Point labeling data from photos

______________________________

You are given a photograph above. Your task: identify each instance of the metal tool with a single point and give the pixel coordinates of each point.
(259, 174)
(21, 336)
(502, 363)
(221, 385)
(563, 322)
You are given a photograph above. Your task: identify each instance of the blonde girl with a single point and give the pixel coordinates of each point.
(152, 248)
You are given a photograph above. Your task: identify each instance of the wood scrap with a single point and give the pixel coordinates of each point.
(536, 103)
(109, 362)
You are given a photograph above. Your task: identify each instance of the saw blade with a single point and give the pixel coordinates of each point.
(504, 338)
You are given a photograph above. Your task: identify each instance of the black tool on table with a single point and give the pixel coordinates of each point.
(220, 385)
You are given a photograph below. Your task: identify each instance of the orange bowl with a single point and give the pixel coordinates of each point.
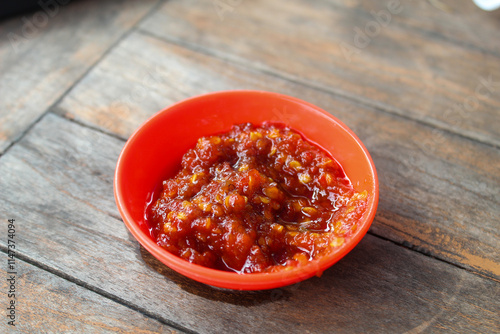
(154, 152)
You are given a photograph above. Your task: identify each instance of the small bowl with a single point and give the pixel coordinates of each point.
(153, 153)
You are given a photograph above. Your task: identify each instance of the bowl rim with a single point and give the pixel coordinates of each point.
(233, 280)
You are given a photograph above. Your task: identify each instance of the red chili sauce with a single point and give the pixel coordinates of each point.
(256, 199)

______________________________

● **What the task requires**
Copy out all of the items above word for word, from the first to the last, and leave the pictures out.

● **Solution**
You are given a photograph above. Your task: identify each instance of the metal tool with a single point and give the pixel coordinates of each point.
(259, 174)
(21, 336)
(502, 363)
(221, 385)
(563, 322)
You are given a photograph above. Your task: identify each instance of the blonde girl with a single point and give the pixel coordinates of each point.
(152, 248)
You are given a photograph above. Your task: identify each instance of the wood scrap with a single point and give the pixel coordinates of each point.
(536, 103)
(109, 362)
You are given a photograph above. Your task: identify each instance of the saw blade with a single point and give the pixel coordinates of each point.
(504, 338)
You are given a photograph above. Your task: identify each instance of the black tool on table with a single point and give the pixel coordinates of each point.
(220, 385)
You are given a photograph below. Your task: identify each instance of the orange bowl with a single point and give the pixel coordinates of each point.
(154, 152)
You are given a photograph above. Your task: identify each instance of the small bowl with a single point and give the pixel coordinates of each point.
(153, 153)
You are given a photograph above. Your task: identify each instance of the bowl rim with a single point and give the pixel coordinates of each point.
(233, 280)
You are given a photograph above. Your task: identify each instance of the red chili sauce with a single point and give the pixel coordinates of each point.
(256, 199)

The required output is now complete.